• Source text
Sukhee had gone on ahead with the pack animals and was already out of sight when Solongo’s camel threw her. Apparently he was unaware that anything had happened. Brother Duit said we should try to catch up with him as soon as possible, since he had all of our food, water, and camping gear. We might have to camp for the day and allow Solongo to rest. Solongo would ride his camel and he would ride the Solongo’s white camel, which still seemed spooked. He made the white camel kneel and swung himself on. The camel got to its feet normally, but as soon as it was standing it went completely berserk again. Camels are normally such placid creatures that it is always a shock to see how out of control they can get when they finally freak out. The camel began bucking like a bull in a rodeo, all four feet off the ground as it twisted and contorted itself in mid-air. Brother Duit didn’t have a chance. The camel bucked him off and he went flying through the air like a rag doll, finally coming to rest on a heap of sharp shale shards.   When he stood up his face and the front of his deel was covered with blood. It was an eerie reenactment of what had happened to his Brother Tsogoo on My Last Camel Trip. After throwing Brother Duit off the white camel had trotted off at full speed and soon disappeared between the black ridges. WIthout even pausing to wipe the blood off his face Brother Duit leaped on his own camel and went off in pursuit of the white camel. 

That left Sister Duit, Solongo, and myself. We were standing in an completely exposed area in sixty mile an hour winds. And there was not a stick of firewood anywhere in the immediate area. About a half mile away I notice some high cliffs with some saksaul bushes at their base. There I thought we might be able to get out of the wind, get a fire going, and get some hot tea into Solongo. Tea is my solution for just about every problem. Solongo wasn’t talking, but when we asked if she could walk to the cliffs she nodded yes. Sister Dulya and I walked our camels. To have any kind of accident and have another camel run off would be a real disaster at this point. 

Among the boulders at the base the cliff we were out of the worse of the wind. Soon I had brewed up a pot of Puerh tea and we lunched on sausage and fried bread. Solongo still could not move her arm at all, but at least she was soon able to talk. She said she had no idea what had gotten into her camel. Like the rest of the camels it had seemed a bit nervous that morning. Then for no apparent reason it just freaked out completely. She said she had landed first on her shoulder and then her head had bounced off a large chunk of slate. Her head still throbbed. We threw out a camel blanket for her and let her lie down to rest. Soon she appeared to be asleep.

• Your goal
Quote the camel-trip passage word for word, from "That left Sister" to "at this point.".

[A block of data]

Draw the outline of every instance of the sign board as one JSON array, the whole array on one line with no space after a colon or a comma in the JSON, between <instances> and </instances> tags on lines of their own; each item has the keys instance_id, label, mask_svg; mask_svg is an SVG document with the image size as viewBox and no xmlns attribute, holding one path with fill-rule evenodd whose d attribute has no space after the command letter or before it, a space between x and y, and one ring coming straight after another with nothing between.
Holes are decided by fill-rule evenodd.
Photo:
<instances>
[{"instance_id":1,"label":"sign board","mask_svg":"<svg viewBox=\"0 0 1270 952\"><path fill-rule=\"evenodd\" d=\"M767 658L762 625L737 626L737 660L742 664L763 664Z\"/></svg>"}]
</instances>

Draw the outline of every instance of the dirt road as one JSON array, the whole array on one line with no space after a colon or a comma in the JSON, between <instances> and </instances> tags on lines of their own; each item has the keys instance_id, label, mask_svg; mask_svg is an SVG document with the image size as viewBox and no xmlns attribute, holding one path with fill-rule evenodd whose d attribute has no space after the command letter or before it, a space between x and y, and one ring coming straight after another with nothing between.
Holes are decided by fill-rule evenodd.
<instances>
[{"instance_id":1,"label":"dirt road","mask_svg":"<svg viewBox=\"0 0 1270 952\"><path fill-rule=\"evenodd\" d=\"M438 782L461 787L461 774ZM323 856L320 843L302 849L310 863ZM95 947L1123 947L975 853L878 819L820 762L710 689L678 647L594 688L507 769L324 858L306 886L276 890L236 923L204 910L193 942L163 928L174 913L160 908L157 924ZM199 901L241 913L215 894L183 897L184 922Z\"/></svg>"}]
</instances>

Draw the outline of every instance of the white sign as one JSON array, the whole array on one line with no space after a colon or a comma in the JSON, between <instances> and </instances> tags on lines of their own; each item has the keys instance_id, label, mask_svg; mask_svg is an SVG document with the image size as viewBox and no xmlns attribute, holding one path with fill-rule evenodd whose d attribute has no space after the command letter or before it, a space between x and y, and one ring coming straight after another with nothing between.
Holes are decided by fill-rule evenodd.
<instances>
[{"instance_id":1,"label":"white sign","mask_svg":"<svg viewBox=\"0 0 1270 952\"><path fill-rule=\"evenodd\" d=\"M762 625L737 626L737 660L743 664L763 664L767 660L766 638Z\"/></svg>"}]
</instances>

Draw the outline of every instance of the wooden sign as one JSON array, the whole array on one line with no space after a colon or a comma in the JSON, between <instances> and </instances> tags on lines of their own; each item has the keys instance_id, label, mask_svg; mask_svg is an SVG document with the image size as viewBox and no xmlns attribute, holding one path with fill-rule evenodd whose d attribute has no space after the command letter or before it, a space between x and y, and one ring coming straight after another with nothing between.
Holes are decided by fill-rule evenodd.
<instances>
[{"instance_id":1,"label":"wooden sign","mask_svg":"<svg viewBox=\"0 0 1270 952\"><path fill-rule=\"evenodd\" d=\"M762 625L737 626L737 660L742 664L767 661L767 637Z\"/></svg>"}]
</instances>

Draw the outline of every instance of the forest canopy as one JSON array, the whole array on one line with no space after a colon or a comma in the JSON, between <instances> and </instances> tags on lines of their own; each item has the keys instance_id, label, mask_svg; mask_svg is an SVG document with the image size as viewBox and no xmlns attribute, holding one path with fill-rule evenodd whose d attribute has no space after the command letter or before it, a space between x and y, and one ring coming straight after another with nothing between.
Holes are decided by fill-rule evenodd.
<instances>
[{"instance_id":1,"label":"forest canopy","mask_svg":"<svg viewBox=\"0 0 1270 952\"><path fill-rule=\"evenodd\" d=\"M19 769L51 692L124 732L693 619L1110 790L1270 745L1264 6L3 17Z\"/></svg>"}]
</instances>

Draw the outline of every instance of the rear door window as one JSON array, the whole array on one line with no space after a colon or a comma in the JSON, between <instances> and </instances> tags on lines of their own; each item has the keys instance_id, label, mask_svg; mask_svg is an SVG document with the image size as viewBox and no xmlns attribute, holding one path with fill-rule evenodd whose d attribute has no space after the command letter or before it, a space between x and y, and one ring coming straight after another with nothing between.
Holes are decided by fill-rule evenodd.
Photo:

• Solution
That left Sister Duit, Solongo, and myself. We were standing in an completely exposed area in sixty mile an hour winds. And there was not a stick of firewood anywhere in the immediate area. About a half mile away I notice some high cliffs with some saksaul bushes at their base. There I thought we might be able to get out of the wind, get a fire going, and get some hot tea into Solongo. Tea is my solution for just about every problem. Solongo wasn’t talking, but when we asked if she could walk to the cliffs she nodded yes. Sister Dulya and I walked our camels. To have any kind of accident and have another camel run off would be a real disaster at this point.